▸ EXTRACTED RECORDS
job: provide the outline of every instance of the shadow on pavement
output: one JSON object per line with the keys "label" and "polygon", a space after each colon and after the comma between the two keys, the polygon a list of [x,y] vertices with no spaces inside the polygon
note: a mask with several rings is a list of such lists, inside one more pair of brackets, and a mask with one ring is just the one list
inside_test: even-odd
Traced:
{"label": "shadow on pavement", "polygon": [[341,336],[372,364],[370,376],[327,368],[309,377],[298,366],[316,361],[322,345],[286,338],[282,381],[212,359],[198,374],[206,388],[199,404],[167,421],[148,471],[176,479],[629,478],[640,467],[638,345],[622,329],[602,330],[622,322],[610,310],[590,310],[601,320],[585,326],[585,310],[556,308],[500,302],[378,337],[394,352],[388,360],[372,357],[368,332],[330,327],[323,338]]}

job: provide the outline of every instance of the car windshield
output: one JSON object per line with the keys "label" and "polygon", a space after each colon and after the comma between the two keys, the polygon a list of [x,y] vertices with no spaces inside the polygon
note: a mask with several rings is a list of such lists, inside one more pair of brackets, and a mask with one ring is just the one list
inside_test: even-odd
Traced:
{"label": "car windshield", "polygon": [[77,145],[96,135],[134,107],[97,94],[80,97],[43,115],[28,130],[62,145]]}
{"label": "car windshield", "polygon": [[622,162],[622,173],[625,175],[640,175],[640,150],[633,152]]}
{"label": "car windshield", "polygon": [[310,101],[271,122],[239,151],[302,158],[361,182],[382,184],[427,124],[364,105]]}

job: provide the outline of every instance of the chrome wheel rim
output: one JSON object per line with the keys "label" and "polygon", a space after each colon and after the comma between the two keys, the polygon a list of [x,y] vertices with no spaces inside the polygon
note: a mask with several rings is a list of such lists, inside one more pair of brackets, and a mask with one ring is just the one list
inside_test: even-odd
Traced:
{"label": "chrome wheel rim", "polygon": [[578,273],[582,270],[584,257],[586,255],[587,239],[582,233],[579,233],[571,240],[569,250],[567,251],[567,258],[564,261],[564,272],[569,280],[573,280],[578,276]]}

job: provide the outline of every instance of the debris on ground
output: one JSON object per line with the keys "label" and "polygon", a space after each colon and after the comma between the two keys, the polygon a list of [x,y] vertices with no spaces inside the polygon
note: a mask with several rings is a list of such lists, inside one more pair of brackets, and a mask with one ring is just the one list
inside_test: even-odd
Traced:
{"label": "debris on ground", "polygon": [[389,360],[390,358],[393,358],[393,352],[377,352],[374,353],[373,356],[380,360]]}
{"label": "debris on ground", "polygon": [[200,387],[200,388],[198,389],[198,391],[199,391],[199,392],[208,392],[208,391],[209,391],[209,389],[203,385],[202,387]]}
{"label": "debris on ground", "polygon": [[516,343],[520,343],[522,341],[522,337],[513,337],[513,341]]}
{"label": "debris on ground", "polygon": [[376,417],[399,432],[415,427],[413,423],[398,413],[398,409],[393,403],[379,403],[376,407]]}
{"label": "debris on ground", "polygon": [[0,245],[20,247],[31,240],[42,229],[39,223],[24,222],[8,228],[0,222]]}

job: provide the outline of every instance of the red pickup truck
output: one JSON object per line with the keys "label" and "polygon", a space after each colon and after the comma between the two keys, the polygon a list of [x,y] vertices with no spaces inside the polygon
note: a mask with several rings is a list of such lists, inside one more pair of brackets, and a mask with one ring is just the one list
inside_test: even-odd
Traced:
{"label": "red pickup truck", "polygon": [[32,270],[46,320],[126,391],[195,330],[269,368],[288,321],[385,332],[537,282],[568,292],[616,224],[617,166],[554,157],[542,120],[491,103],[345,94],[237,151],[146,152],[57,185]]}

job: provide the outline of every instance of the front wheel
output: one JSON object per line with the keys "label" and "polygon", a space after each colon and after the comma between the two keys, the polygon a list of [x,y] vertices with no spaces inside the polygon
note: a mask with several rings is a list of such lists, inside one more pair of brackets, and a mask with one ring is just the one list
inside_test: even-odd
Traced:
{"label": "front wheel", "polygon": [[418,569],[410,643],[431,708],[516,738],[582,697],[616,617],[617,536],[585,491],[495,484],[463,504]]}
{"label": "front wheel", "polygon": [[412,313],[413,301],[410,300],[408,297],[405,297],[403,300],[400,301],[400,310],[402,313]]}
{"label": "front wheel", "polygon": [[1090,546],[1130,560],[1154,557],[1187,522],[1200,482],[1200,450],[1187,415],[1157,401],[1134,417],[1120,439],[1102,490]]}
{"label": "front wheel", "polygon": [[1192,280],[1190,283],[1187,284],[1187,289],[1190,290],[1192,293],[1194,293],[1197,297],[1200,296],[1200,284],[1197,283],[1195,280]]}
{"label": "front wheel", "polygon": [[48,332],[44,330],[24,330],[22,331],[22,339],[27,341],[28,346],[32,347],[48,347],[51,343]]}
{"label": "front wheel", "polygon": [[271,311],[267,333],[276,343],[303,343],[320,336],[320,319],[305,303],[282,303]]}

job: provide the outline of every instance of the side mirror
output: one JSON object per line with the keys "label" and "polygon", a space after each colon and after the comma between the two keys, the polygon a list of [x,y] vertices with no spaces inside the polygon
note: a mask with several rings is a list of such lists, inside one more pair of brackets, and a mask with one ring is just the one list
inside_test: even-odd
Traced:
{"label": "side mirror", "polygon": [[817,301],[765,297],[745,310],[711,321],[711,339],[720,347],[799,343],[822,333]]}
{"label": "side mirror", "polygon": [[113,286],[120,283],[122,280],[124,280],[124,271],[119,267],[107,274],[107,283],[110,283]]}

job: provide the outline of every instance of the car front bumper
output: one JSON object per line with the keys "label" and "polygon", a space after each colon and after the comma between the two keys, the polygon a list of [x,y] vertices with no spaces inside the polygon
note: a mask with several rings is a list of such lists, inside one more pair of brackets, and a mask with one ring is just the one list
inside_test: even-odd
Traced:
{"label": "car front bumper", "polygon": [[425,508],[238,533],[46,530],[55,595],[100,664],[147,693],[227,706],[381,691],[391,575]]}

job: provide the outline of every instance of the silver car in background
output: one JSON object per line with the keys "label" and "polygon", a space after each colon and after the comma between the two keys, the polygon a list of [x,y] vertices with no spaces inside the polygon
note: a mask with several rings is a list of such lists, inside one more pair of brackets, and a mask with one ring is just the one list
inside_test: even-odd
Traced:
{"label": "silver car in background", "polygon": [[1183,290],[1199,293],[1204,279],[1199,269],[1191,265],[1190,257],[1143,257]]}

▸ TASK BRIEF
Copy out the full listing, exactly as it stands.

▸ TASK RESPONSE
job: provide the outline of every instance of the shadow on pavement
output: one JSON object per line with the keys "label" and "polygon", a space after each colon and after the comma between the two keys, the polygon a list of [x,y] vertices with no spaces inside the polygon
note: a mask with several rings is a list of such lists, inside one more pair of brackets, and a mask with one ring is just the one list
inside_test: even-odd
Traced:
{"label": "shadow on pavement", "polygon": [[341,336],[372,364],[370,376],[327,368],[309,377],[298,366],[316,361],[322,345],[286,338],[282,381],[212,359],[198,374],[206,388],[199,404],[167,421],[148,471],[176,479],[629,478],[640,467],[638,345],[622,329],[602,330],[622,322],[610,310],[590,310],[601,320],[585,326],[585,310],[556,308],[500,302],[378,337],[394,352],[388,360],[372,357],[368,332],[330,327],[323,338]]}

job: provide the outline of every instance of the car windshield
output: one JSON object per line with the keys "label" and "polygon", a space after each colon and after the comma between the two keys, the polygon a list of [x,y] vertices with no spaces inside the polygon
note: a mask with several rings is a list of such lists, inside one more pair of brackets, and a mask with one ring is just the one list
inside_test: even-odd
Traced:
{"label": "car windshield", "polygon": [[77,145],[96,135],[134,107],[97,94],[80,97],[43,115],[28,130],[62,145]]}
{"label": "car windshield", "polygon": [[622,162],[622,173],[625,175],[640,175],[640,150],[633,152]]}
{"label": "car windshield", "polygon": [[310,101],[271,122],[239,151],[302,158],[361,182],[382,184],[427,124],[364,105]]}

job: provide the outline of every instance of the chrome wheel rim
output: one JSON object per line with the keys "label" and "polygon", a space after each colon and after the comma between the two keys, the polygon a list of [x,y] vertices with no spaces inside the polygon
note: a mask with several rings is a list of such lists, inside one more pair of brackets, and a mask with one ring is just the one list
inside_test: even-odd
Traced:
{"label": "chrome wheel rim", "polygon": [[578,273],[582,270],[584,257],[586,255],[587,239],[582,233],[579,233],[571,240],[569,250],[567,251],[567,258],[564,261],[564,272],[569,280],[573,280],[578,276]]}

job: provide the outline of every instance of the debris on ground
output: one JSON object per line with the keys "label" and "polygon", a space after each colon and after the comma between the two keys, the polygon a list of [x,y] vertices with no spaces inside the polygon
note: a mask with several rings is a list of such lists, inside one more pair of brackets, and a mask with one ring is just the one list
inside_test: even-odd
Traced:
{"label": "debris on ground", "polygon": [[389,360],[390,358],[393,358],[393,352],[377,352],[374,353],[373,356],[380,360]]}
{"label": "debris on ground", "polygon": [[200,387],[200,388],[198,389],[198,391],[199,391],[199,392],[208,392],[208,391],[209,391],[209,389],[203,385],[202,387]]}
{"label": "debris on ground", "polygon": [[516,343],[520,343],[522,341],[522,337],[513,337],[513,341]]}
{"label": "debris on ground", "polygon": [[376,417],[399,432],[415,427],[413,423],[398,413],[398,409],[393,403],[379,403],[376,407]]}
{"label": "debris on ground", "polygon": [[0,245],[20,247],[31,240],[42,229],[39,223],[24,222],[8,228],[0,222]]}

job: provide the outline of every instance of the red pickup truck
output: one JSON object per line with the keys "label" and "polygon", a space after each colon and after the comma between the two keys, the polygon a list of [x,y] vertices with no spaces inside the polygon
note: a mask with several rings is a list of such lists, inside one more pair of brackets, and a mask with one ring is just the one list
inside_test: even-odd
Traced:
{"label": "red pickup truck", "polygon": [[32,270],[46,320],[126,391],[195,330],[269,368],[288,321],[385,332],[537,282],[568,292],[616,224],[617,166],[554,157],[542,120],[491,103],[345,94],[237,151],[146,152],[57,185]]}

job: provide the outline of every instance of the front wheel
output: one JSON object per line with the keys "label" and "polygon", a space after each colon and after the comma between the two keys, the polygon a list of [x,y] vertices with no spaces inside the polygon
note: a mask with several rings is a list of such lists, inside one more pair of brackets, and a mask with one ring is just the one list
inside_test: even-odd
Traced:
{"label": "front wheel", "polygon": [[418,569],[410,643],[431,708],[516,738],[582,697],[616,617],[617,536],[585,491],[495,484],[463,504]]}
{"label": "front wheel", "polygon": [[412,313],[413,301],[410,300],[408,297],[405,297],[403,300],[400,301],[400,310],[402,313]]}
{"label": "front wheel", "polygon": [[1090,546],[1130,560],[1154,557],[1187,522],[1200,482],[1200,450],[1187,415],[1157,401],[1134,417],[1120,439],[1102,490]]}
{"label": "front wheel", "polygon": [[1192,280],[1190,283],[1187,284],[1187,289],[1190,290],[1192,293],[1194,293],[1197,297],[1200,296],[1200,284],[1197,283],[1195,280]]}
{"label": "front wheel", "polygon": [[48,332],[44,330],[24,330],[22,331],[22,339],[27,341],[28,346],[32,347],[48,347],[51,343]]}
{"label": "front wheel", "polygon": [[271,311],[267,333],[276,343],[303,343],[320,336],[320,319],[305,303],[282,303]]}

job: provide the outline of every instance of the side mirror
output: one JSON object per line with the keys "label" and "polygon", a space after each colon and after the comma between the two keys, the polygon a list of [x,y] vertices with no spaces inside the polygon
note: a mask with several rings is a list of such lists, inside one more pair of brackets, and a mask with one ring is just the one list
inside_test: even-odd
Traced:
{"label": "side mirror", "polygon": [[817,301],[765,297],[745,310],[711,321],[711,339],[720,347],[799,343],[822,333]]}
{"label": "side mirror", "polygon": [[113,286],[120,283],[122,280],[124,280],[124,271],[119,267],[107,274],[107,283],[110,283]]}

job: provide the outline of every instance of the car front bumper
output: one JSON object per line with the keys "label" and "polygon", a space after each colon and after the comma between the two keys, the polygon a list of [x,y] vertices with no spaces inside the polygon
note: a mask with several rings is a list of such lists, inside one more pair of brackets, and a mask with one ring is just the one list
inside_test: even-odd
Traced:
{"label": "car front bumper", "polygon": [[425,508],[238,533],[46,530],[55,595],[100,664],[147,693],[227,706],[381,691],[391,575]]}

job: provide the outline of every instance of the silver car in background
output: one JSON object per line with the keys "label" and "polygon", a space after each colon and after the comma between the two keys, the polygon a list of [x,y] vertices with no spaces inside the polygon
note: a mask with several rings is a list of such lists, inside one more pair of brackets, and a mask with one ring is just the one list
inside_test: even-odd
Traced:
{"label": "silver car in background", "polygon": [[1183,290],[1199,293],[1204,279],[1199,269],[1191,265],[1190,257],[1143,257]]}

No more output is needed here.